SET TASK 1: In the GitHub issue about slow fastembed-rs inference, what computer does the poster say they are using?
SET TASK 2:
For each statement, say whether the GitHub issue about slow fastembed-rs inference agrees with it. Answer yes or no, and quote the words from the issue that decide it.
(a) The Rust passage_embed step took 579.84ms.
(b) Initialization took longer in Python than in Rust.
(c) The Rust script sets max_length to 256.
SET TASK 3: Extend the GitHub issue about slow fastembed-rs inference, picking up from the point where it stops.

Begin DOCUMENT

Anush008/fastembed-rs

Slow inference compared to python version

Daniel-Kelvich opened this issue · 11 comments

Hey, I'm new to rust and may be doing something wrong, but I'm getting worse performance in rust that in python. I'm using mac with m1 pro.
Rust version:

init: 138.47ms
passage_embed: 579.84ms
query_embed: 147.26ms

Python version:

init: 106.26ms
passage_embed: 31.68ms
query_embed: 2.82ms

Here is my scripts:

use fastembed::{EmbeddingBase, EmbeddingModel, FlagEmbedding, InitOptions};
use std::time::Instant;

fn main() -> Result<(), Box<dyn std::error::Error>> {
    let now = Instant::now();

    // With custom InitOptions
    let model: FlagEmbedding = FlagEmbedding::try_new(InitOptions {
        model_name: EmbeddingModel::BGESmallEN,
        show_download_message: true,
        max_length: 512,
        ..Default::default()
    })?;

    let elapsed = now.elapsed();
    println!("init: {:.2?}", elapsed);

    let now = Instant::now();
    let documents = vec![
        "Maharana Pratap was a Rajput warrior king from Mewar",
        "He fought against the Mughal Empire led by Akbar",
        "The Battle of Haldighati in 1576 was his most famous battle",
        "He refused to submit to Akbar and continued guerrilla warfare",
        "His capital was Chittorgarh, which he lost to the Mughals",
        "He died in 1597 at the age of 57",
        "Maharana Pratap is considered a symbol of Rajput resistance against foreign rule",
        "His legacy is celebrated in Rajasthan through festivals and monuments",
        "He had 11 wives and 17 sons, including Amar Singh I who succeeded him as ruler of Mewar",
        "His life has been depicted in various films, TV shows, and books",
    ];
    let embeddings = model.passage_embed(documents, Some(1))?;
    let elapsed = now.elapsed();
    println!("passage_embed: {:.2?}", elapsed);

    let now = Instant::now();
    let query = "Who was Maharana Pratap?";
    let query_embed = model.query_embed(query)?; 
    let elapsed = now.elapsed();
    println!("query_embed: {:.2?}", elapsed);

    Ok(())
}
from typing import List
import numpy as np
from fastembed.embedding import FlagEmbedding as Embedding
import time

t1=time.time()
embedding_model = Embedding(model_name="BAAI/bge-small-en", max_length=512)
print(f'init: {(time.time()-t1)*1000:.02f}ms')

t1=time.time()
documents: List[str] = [
    "Maharana Pratap was a Rajput warrior king from Mewar",
    "He fought against the Mughal Empire led by Akbar",
    "The Battle of Haldighati in 1576 was his most famous battle",
    "He refused to submit to Akbar and continued guerrilla warfare",
    "His capital was Chittorgarh, which he lost to the Mughals",
    "He died in 1597 at the age of 57",
    "Maharana Pratap is considered a symbol of Rajput resistance against foreign rule",
    "His legacy is celebrated in Rajasthan through festivals and monuments",
    "He had 11 wives and 17 sons, including Amar Singh I who succeeded him as ruler of Mewar",
    "His life has been depicted in various films, TV shows, and books",
]

embeddings: List[np.ndarray] = list(
    embedding_model.passage_embed(documents)

End DOCUMENT
Begin DATA EXCERPTS

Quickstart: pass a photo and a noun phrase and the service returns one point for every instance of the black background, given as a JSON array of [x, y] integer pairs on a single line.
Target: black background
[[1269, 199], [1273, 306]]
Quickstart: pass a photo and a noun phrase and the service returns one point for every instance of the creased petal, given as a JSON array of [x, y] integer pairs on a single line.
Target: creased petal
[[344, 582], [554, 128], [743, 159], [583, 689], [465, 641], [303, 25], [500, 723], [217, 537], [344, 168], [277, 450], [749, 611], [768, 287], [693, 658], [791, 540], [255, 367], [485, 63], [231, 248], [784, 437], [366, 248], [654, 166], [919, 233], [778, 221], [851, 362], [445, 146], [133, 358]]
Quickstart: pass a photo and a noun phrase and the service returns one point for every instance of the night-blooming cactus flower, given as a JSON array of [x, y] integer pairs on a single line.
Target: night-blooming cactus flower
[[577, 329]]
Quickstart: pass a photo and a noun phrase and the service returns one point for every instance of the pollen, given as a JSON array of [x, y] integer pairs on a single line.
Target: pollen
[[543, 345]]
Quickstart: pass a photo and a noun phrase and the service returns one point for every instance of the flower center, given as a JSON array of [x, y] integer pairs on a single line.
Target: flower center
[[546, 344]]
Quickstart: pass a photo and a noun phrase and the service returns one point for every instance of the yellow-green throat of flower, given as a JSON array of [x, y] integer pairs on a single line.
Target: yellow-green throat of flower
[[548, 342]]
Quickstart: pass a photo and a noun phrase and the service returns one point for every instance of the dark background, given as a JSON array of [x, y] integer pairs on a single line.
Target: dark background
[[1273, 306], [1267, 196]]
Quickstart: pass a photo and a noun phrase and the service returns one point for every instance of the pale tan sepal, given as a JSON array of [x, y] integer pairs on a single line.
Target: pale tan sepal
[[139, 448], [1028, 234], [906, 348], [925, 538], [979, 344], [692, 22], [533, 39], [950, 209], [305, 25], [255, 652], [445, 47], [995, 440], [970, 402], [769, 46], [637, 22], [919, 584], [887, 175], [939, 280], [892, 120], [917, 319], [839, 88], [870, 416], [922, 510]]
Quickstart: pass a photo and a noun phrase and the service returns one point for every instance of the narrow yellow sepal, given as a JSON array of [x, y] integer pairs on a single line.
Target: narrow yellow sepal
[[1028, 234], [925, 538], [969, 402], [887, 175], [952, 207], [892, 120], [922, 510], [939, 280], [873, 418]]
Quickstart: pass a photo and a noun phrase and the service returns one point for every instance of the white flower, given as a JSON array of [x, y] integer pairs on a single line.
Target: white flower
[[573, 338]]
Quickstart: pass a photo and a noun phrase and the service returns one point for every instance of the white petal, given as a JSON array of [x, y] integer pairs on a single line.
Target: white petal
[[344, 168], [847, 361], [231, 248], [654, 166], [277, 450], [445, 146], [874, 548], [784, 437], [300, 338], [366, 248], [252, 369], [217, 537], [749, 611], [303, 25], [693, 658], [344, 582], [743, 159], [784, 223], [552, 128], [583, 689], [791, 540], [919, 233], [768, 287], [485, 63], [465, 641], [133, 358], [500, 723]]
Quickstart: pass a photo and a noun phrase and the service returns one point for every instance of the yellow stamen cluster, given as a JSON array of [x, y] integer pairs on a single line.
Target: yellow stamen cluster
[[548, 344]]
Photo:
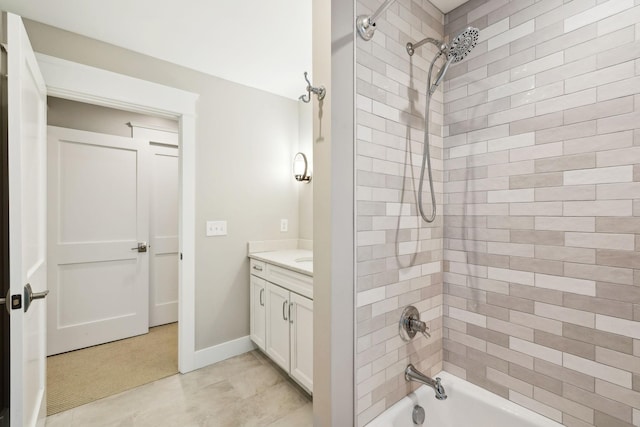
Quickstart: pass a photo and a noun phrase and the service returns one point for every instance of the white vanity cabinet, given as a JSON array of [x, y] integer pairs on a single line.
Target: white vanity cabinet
[[282, 317], [278, 325], [301, 338], [258, 312]]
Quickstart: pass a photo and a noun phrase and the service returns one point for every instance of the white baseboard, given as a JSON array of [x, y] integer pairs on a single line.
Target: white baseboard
[[210, 355]]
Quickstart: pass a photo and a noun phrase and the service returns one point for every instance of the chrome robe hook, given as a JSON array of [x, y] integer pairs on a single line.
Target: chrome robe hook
[[320, 91]]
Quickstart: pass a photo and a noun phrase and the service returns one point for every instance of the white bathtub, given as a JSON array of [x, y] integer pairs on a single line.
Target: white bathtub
[[466, 405]]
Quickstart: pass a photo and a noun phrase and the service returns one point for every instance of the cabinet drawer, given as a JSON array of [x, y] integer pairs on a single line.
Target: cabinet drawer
[[258, 268], [294, 281]]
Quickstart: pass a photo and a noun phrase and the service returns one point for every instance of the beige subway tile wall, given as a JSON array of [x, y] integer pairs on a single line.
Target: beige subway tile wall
[[399, 256], [542, 202]]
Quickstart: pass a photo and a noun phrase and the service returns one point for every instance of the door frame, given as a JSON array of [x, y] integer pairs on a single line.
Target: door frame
[[83, 83]]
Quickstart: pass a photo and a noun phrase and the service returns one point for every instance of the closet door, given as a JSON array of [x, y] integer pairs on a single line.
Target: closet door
[[278, 325], [98, 233]]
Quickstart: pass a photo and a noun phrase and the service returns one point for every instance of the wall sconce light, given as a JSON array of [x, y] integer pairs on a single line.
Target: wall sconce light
[[300, 168]]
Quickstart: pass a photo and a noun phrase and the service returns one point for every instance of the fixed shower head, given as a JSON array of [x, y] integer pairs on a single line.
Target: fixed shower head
[[462, 44]]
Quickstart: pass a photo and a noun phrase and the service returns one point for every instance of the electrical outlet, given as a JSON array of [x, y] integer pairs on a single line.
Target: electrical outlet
[[216, 228]]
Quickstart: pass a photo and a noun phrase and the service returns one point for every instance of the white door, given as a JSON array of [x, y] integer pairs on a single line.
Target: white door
[[278, 325], [27, 226], [302, 340], [163, 253], [98, 217], [257, 313]]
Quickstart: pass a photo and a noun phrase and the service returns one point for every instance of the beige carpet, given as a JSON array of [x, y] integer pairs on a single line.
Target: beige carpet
[[82, 376]]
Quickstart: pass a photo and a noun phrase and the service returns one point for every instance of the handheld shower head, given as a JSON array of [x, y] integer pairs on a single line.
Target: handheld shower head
[[459, 49]]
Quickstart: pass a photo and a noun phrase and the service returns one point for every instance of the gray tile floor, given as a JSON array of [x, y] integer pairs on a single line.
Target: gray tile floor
[[247, 390]]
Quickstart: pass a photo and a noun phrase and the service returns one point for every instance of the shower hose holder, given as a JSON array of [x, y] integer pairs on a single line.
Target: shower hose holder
[[319, 91]]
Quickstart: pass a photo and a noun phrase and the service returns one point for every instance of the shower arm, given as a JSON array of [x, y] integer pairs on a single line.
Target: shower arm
[[411, 47], [366, 25]]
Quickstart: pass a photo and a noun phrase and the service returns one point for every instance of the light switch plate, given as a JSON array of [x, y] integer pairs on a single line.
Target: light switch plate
[[216, 228]]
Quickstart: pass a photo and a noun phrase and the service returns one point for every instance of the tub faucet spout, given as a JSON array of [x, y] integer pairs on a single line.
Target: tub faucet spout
[[412, 374]]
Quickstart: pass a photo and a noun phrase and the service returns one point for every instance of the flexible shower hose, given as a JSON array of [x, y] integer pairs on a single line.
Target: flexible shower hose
[[426, 154]]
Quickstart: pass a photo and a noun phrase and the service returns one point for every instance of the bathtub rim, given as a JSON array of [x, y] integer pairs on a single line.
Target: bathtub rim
[[450, 381]]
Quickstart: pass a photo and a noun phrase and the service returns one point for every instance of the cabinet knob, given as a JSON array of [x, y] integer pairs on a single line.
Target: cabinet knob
[[290, 318]]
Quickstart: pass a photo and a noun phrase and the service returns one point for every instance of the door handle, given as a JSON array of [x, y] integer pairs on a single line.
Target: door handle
[[30, 296], [142, 247], [6, 300]]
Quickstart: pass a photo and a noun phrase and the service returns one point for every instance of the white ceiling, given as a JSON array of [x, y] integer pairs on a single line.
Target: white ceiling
[[447, 6], [264, 44]]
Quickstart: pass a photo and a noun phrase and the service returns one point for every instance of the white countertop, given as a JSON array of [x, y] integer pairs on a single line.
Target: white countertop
[[300, 260]]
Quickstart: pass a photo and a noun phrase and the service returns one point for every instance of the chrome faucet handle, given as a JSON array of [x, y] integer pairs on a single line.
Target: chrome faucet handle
[[410, 324], [419, 326], [439, 389]]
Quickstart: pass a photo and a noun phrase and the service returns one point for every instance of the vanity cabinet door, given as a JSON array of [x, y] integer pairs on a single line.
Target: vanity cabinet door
[[278, 325], [302, 340], [258, 313]]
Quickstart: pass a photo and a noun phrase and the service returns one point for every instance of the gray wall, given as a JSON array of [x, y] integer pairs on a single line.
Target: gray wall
[[94, 118], [542, 270], [246, 139], [399, 256], [305, 191]]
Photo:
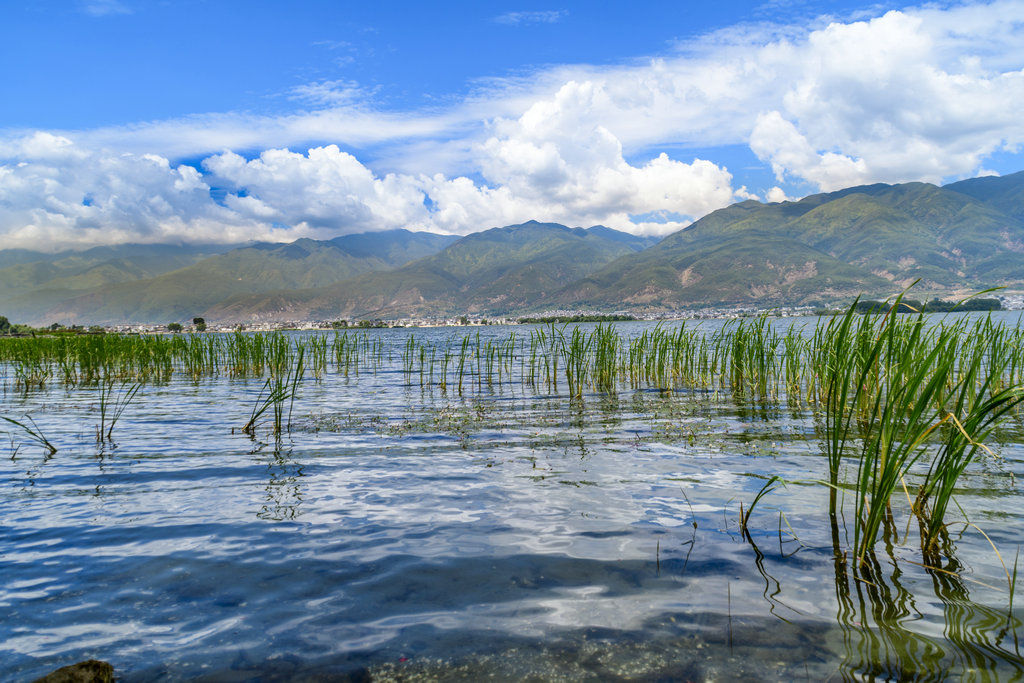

End DATA EXCERPTS

EXERCISE ANSWER 1: A Mac with an M1 Pro.

EXERCISE ANSWER 2:
(a) Yes: "passage_embed: 579.84ms"
(b) No: "init: 106.26ms" for Python, against "init: 138.47ms" for Rust.
(c) No: "max_length: 512,"

EXERCISE ANSWER 3:
)  # notice that we are casting the generator to a list
print(f'passage_embed: {(time.time()-t1)*1000:.02f}ms')

t1=time.time()
query = "Who was Maharana Pratap?"
query_embedding = list(embedding_model.query_embed(query))[0]
print(f'query_embed: {(time.time()-t1)*1000:.02f}ms')

Hai. Can your try by running your Rust program in release mode if you aren't already?

Also, 2.8 ms seems inaccurate.

Thanks for a quick reply
This is with --release.

init: 106.64ms
passage_embed: 557.83ms
query_embed: 126.10ms

I've also checked python code, and 3ms seems to be correct. There is no cuda, so the code should be synchronous.

Also, from htop it seems like rust version is using considerably more cpu.

This is definitely unexpected. Maybe we can try profiling the code to see what parts are taking time.
Also, moving to ort v2.

@Daniel-Kelvich could you try for larger list of documents. That is *1000.
Rayon should perform significantly better in that case.

If the results improve, we can infer that we'll have to use Rayon only for larger data and native iterations for smaller ones because of the time Rayon takes to provision workers.

I've tried 1000 sentences, and it took 50sec. Seems to be scaling linearly.
I'll try the same code on linux machine.

Linux inference took even longer, but the processor is weaker than m1 pro.

Thanks @Daniel-Kelvich for raising this issue.
I'll try to look into it when I find time.

I've begun migrating the code to the new version of ORT.

Resolved in 7e0526a.